**Dataset items**
--------------------------------
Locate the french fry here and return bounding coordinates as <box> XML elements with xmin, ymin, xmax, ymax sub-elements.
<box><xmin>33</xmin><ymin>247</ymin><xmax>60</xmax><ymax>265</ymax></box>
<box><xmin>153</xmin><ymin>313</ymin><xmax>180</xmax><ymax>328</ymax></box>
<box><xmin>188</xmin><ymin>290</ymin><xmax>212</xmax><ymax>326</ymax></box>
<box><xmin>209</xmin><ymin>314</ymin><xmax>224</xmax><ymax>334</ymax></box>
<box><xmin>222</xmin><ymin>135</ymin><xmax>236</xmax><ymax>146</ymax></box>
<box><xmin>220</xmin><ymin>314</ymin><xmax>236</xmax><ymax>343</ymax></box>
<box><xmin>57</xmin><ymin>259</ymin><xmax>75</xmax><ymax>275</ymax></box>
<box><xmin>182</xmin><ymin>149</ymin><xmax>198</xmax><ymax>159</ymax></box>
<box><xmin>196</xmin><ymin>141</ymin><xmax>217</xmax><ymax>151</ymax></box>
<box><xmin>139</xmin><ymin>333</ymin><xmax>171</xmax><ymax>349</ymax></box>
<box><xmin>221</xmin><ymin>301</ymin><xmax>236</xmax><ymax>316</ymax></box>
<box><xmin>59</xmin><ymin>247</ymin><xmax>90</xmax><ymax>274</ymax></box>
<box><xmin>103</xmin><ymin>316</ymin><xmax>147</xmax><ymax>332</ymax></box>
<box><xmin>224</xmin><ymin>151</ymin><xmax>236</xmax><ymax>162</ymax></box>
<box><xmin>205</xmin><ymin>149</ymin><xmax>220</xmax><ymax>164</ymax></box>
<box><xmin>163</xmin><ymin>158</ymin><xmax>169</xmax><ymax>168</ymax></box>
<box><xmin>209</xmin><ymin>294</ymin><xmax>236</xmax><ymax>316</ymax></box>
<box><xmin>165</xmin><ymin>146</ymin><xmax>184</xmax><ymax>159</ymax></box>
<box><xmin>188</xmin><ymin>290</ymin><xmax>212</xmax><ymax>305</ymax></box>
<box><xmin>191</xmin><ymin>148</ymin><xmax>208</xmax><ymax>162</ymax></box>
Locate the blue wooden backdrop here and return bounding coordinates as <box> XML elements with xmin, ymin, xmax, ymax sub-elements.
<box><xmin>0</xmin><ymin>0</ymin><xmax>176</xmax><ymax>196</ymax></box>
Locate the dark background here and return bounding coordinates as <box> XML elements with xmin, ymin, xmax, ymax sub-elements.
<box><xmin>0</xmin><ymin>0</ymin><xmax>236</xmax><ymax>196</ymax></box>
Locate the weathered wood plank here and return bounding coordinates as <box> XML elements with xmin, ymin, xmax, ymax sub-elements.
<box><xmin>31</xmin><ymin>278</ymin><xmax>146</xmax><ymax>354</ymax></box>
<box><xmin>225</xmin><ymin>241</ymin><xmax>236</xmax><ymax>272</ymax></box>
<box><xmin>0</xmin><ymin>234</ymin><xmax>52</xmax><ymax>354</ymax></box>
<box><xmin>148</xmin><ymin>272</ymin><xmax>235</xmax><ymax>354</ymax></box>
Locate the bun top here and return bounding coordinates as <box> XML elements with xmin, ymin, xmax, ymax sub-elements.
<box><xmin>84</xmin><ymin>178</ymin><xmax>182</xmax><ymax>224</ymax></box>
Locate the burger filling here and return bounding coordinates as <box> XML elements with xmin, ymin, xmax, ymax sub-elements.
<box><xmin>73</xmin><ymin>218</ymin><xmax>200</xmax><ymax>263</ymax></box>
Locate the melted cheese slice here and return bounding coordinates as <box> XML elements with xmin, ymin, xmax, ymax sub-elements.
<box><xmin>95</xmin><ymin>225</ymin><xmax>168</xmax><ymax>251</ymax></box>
--------------------------------
Report how many lines in the data above contain the string "with", treating uppercase and lowercase as different. Give only the number.

7